* Exercise details: Turn every one of the records below into a numbered list, skipping any blank lines.

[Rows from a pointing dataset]
-=-=-=-=-

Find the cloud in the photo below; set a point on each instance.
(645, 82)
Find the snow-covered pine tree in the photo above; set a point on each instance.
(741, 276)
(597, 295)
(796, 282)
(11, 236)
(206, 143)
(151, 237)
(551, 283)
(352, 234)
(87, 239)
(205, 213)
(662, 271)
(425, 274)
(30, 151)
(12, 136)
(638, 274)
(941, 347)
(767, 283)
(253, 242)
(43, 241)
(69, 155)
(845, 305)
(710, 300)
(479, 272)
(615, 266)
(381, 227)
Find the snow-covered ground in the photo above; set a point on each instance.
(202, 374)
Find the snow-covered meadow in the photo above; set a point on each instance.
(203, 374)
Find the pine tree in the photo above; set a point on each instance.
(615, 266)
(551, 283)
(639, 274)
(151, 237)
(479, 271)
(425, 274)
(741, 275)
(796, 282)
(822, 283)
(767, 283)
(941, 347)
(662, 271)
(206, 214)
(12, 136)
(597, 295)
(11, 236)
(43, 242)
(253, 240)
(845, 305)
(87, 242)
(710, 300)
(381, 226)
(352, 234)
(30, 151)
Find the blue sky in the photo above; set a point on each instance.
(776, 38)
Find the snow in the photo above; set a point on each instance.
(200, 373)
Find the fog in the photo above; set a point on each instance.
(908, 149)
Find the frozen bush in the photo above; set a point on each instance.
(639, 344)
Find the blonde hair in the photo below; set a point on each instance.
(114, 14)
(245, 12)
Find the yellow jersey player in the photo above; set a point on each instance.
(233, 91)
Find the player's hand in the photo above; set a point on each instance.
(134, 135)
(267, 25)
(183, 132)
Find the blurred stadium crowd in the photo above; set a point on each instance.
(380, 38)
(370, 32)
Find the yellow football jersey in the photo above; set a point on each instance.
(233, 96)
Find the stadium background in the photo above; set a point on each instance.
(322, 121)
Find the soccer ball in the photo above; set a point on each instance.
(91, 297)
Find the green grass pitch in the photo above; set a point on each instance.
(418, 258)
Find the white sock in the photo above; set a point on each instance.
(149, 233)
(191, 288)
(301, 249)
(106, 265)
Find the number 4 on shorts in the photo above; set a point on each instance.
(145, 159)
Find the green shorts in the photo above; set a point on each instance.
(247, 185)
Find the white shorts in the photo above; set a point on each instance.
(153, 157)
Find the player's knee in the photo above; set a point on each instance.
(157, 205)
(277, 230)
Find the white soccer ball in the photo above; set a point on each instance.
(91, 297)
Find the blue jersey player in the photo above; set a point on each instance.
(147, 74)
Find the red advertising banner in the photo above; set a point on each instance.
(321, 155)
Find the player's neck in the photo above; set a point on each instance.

-=-=-=-=-

* Problem solution:
1. Find the cloud in the photo below; set a point on each instance.
2. (645, 82)
3. Find the snow-covered pine tree in the photo above; set a point on each instance.
4. (741, 276)
5. (597, 295)
6. (796, 282)
7. (11, 236)
8. (206, 143)
9. (151, 237)
10. (551, 283)
11. (352, 234)
12. (87, 239)
13. (205, 213)
14. (662, 271)
15. (425, 274)
16. (30, 151)
17. (12, 136)
18. (638, 274)
19. (941, 347)
20. (767, 283)
21. (253, 242)
22. (43, 241)
23. (69, 155)
24. (845, 305)
25. (710, 300)
26. (479, 272)
27. (615, 266)
28. (381, 227)
29. Find the snow-covered ground in the photo above; set a point on each instance.
30. (202, 374)
31. Find the snow-covered meadow in the photo above; set a point on each instance.
32. (203, 374)
33. Find the pine tree in the photo above; set a point on each instance.
34. (615, 266)
35. (551, 283)
36. (639, 274)
37. (151, 237)
38. (479, 271)
39. (425, 274)
40. (741, 275)
41. (796, 282)
42. (822, 283)
43. (767, 283)
44. (941, 347)
45. (662, 271)
46. (206, 214)
47. (12, 136)
48. (597, 295)
49. (11, 236)
50. (43, 242)
51. (253, 240)
52. (845, 305)
53. (87, 242)
54. (710, 300)
55. (381, 226)
56. (352, 234)
57. (30, 151)
58. Find the blue sky in the photo above; set a point on each instance.
59. (776, 38)
60. Find the snow in the photo above; set a point on each instance.
61. (200, 373)
62. Find the fog in the photo above; set a point on each instance.
63. (908, 149)
64. Find the frozen bush in the photo above; set a point on each instance.
65. (639, 344)
66. Find the blonde hair in the photo below; set a point on each instance.
67. (114, 14)
68. (245, 12)
69. Find the yellow jersey player in the photo above; set a point on each instance.
70. (233, 91)
71. Find the player's hand in the photo above; set a point on each instance.
72. (134, 135)
73. (267, 25)
74. (183, 132)
75. Find the blurred stadium crowd in the photo above; set a point on each instance.
76. (380, 38)
77. (370, 32)
78. Find the yellow football jersey in the photo above; set a point on each instance.
79. (233, 96)
80. Find the stadium background in the photo above; set a point on each instance.
81. (322, 121)
82. Find the soccer ball in the photo above; set a point on each instance.
83. (91, 297)
84. Find the green grass pitch in the photo above; set a point on each instance.
85. (418, 258)
86. Find the white sock in the photo above; set a point on each instance.
87. (149, 233)
88. (191, 288)
89. (301, 249)
90. (106, 265)
91. Find the number 4 on shorts in the photo above; set a point on each instance.
92. (145, 159)
93. Find the green shorts in the photo above; set a point on each instance.
94. (247, 185)
95. Find the white shorts in the photo above; set a point on each instance.
96. (153, 157)
97. Find the player's knee in the photo above; set a point on each instance.
98. (157, 205)
99. (277, 230)
100. Find the white soccer ball in the photo above; set a point on each instance.
101. (91, 297)
102. Find the blue jersey player in the photo above; set a point on each instance.
103. (147, 74)
104. Find the red advertising banner in the photo above; set a point on each instance.
105. (321, 155)
106. Find the player's neck in the photo above; set a point on each instance.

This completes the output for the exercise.